→ **INSTRUCTIONS FOR THE TASK**:
Switch each "innermost point" in the items below to "central point", and give every line again with nothing else changed.

[Start of GIVEN DATA]

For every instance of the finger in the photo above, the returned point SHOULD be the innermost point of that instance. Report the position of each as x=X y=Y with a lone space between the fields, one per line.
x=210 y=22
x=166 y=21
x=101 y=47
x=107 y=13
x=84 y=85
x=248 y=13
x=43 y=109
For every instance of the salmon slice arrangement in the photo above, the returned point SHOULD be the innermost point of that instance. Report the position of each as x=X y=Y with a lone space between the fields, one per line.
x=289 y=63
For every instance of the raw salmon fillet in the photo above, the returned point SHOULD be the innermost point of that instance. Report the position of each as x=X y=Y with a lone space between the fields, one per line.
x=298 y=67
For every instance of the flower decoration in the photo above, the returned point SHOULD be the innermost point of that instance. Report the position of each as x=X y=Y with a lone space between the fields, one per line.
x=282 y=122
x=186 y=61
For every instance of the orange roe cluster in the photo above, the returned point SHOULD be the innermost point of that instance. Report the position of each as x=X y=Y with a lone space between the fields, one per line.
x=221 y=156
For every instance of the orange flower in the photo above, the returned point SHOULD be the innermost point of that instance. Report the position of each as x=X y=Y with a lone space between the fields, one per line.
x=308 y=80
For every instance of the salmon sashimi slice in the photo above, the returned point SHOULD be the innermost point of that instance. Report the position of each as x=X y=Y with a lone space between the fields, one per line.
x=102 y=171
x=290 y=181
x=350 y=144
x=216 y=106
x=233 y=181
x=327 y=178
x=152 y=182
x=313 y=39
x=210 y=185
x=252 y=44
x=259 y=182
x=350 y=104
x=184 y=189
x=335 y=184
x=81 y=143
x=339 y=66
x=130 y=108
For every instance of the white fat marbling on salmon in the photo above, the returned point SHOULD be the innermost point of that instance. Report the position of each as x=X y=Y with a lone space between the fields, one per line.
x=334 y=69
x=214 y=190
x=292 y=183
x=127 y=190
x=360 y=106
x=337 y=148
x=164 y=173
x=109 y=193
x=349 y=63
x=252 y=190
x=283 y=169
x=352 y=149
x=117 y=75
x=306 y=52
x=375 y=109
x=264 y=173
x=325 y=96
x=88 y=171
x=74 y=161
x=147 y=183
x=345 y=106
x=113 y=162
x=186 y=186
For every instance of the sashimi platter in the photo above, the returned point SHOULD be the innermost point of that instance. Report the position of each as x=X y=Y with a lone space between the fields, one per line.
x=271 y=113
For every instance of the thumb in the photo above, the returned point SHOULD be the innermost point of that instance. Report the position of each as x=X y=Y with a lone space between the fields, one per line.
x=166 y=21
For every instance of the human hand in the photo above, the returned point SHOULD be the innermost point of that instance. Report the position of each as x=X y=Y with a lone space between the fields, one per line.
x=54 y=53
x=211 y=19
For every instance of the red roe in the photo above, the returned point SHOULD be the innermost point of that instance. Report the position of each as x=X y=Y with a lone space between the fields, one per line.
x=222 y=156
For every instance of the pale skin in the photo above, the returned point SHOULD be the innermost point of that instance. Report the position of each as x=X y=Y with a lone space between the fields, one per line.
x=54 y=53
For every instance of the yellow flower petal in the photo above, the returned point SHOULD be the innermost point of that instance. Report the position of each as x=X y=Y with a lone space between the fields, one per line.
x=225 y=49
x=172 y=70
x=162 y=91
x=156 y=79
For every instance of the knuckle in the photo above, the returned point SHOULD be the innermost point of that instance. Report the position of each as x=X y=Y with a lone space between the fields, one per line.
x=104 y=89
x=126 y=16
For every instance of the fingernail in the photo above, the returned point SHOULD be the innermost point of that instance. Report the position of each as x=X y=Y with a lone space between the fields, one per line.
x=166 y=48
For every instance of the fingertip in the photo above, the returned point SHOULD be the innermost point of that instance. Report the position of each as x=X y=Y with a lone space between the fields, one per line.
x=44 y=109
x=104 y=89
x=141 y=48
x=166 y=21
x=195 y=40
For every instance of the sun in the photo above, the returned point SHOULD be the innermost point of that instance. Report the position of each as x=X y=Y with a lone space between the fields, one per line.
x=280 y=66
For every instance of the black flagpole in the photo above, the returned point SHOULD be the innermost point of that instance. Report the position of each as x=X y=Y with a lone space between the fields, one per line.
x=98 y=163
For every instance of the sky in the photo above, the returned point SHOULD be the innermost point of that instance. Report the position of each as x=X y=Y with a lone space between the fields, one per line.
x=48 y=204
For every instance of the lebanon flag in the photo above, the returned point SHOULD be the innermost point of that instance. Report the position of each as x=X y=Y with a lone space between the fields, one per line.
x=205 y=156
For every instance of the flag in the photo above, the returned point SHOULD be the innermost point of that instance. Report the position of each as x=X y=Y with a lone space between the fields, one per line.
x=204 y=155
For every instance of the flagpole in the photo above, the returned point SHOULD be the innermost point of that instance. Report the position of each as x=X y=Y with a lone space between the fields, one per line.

[End of GIVEN DATA]

→ **IN RESPONSE**:
For every instance of the finger in the photo above, the returned point SHOULD be the central point of that instance. Report the position of each as x=X y=Y with a lone space between the fields, one per line.
x=210 y=22
x=166 y=21
x=101 y=47
x=107 y=13
x=84 y=85
x=248 y=13
x=43 y=109
For every instance of the salmon slice arrangement in the photo above, the returned point SHOULD be the central point of that instance. Report the position of each as x=X y=Y with a lone space between the fields, one per line.
x=289 y=63
For every instance of the raw salmon fillet in the photo above, the returned point SHOULD be the central point of that instance. Report the position of each as x=X y=Y with a lone space between the fields, one per line.
x=298 y=67
For every instance of the flower decoration in the photo above, the returned point SHOULD be the central point of that instance. Report the position of each as x=X y=Y with a lone space between the fields, one per line.
x=282 y=122
x=186 y=61
For every instance of the orange roe cluster in the photo above, the returned point SHOULD be the central point of that instance. Report the position of each as x=X y=Y with a lone space between the fields, one per line.
x=221 y=156
For every instance of the orange flower in the photo above, the returned point SHOULD be the central point of that instance. Report the position of each as x=X y=Y with a lone space between the fields, one per line.
x=308 y=80
For every instance of the salmon sashimi slice in the photo above, the returned point SHOULD be the central point of that instance. Report the position of each as x=X y=Y with a lone space between the fields, one per line.
x=102 y=171
x=290 y=181
x=350 y=144
x=216 y=106
x=233 y=181
x=327 y=178
x=152 y=182
x=313 y=39
x=210 y=185
x=252 y=44
x=259 y=182
x=350 y=104
x=184 y=189
x=335 y=184
x=81 y=143
x=339 y=66
x=130 y=108
For every instance of the white fat marbling on salmon in the photo above, the returned point SHOULD be the central point of that instance. Report the position of each as x=X y=Y with a lone space between the fields, one per line.
x=334 y=69
x=214 y=190
x=292 y=183
x=127 y=190
x=360 y=106
x=337 y=148
x=164 y=173
x=109 y=193
x=349 y=63
x=252 y=190
x=283 y=169
x=352 y=149
x=117 y=75
x=306 y=52
x=375 y=109
x=264 y=173
x=325 y=96
x=88 y=171
x=74 y=161
x=147 y=183
x=345 y=106
x=113 y=162
x=186 y=186
For every instance of the sashimi platter in the photo above, the returned point SHOULD be the central point of that instance. Report the position of each as x=X y=Y with a lone space between the fields, one per line.
x=271 y=113
For every instance of the thumb in the photo above, the returned point SHOULD be the central point of that instance. Report the position of each as x=X y=Y with a lone space between the fields, one per line.
x=166 y=21
For every instance of the human hand in the photo above, the returned point SHOULD be the central point of that instance. Report the position of each as x=X y=Y with a lone space between the fields, one per line.
x=54 y=53
x=211 y=19
For every instance of the red roe in the photo above, the returned point SHOULD be the central point of that instance. Report the position of each as x=X y=Y with a lone space between the fields, one per line.
x=222 y=156
For every instance of the pale skin in the photo above, the returned point SHOULD be the central point of that instance. Report the position of each as x=X y=Y with a lone space between the fields, one per line.
x=54 y=53
For every instance of the yellow flower petal in the photo above, the returned point SHOULD be the central point of that instance. Report the position of each as x=X y=Y with a lone space between the fields, one per line.
x=225 y=49
x=172 y=70
x=162 y=91
x=156 y=79
For every instance of the knuckle in the photo above, the returned point SHOULD be the central point of that instance. Report the position of each as x=X y=Y with a lone space between the fields, one per line.
x=104 y=89
x=126 y=16
For every instance of the fingernail in the photo above, the returned point SHOULD be the central point of that instance. Report the position of each as x=X y=Y with a lone space between the fields, one per line.
x=166 y=48
For every instance of the fingertip in the photo above, the returned point SHOULD be the central point of that instance. Report the position of each as x=X y=Y with a lone space between the fields, one per line.
x=44 y=109
x=104 y=89
x=141 y=48
x=166 y=21
x=195 y=40
For every instance of the sun in the photo above, the returned point SHOULD be the central point of that instance. Report the position of each as x=X y=Y with a lone space between the fields, one per line.
x=280 y=66
For every instance of the black flagpole in the photo above, the returned point SHOULD be the central point of that instance. Report the position of each as x=X y=Y with a lone space between the fields, one per line.
x=98 y=163
For every instance of the sky in the photo above, the returned point SHOULD be the central point of that instance. Report the position of each as x=X y=Y with a lone space between the fields, one per line.
x=48 y=204
For every instance of the lebanon flag in the photo above, the returned point SHOULD be the central point of that instance. Report the position of each as x=X y=Y with a lone space between the fields, one per line.
x=205 y=156
For every instance of the flag in the photo above, the returned point SHOULD be the central point of that instance. Report the position of each as x=X y=Y with a lone space between the fields, one per line.
x=204 y=155
For every instance of the flagpole in the photo above, the returned point SHOULD be the central point of that instance. Report the position of each as x=X y=Y with a lone space between the fields, one per line.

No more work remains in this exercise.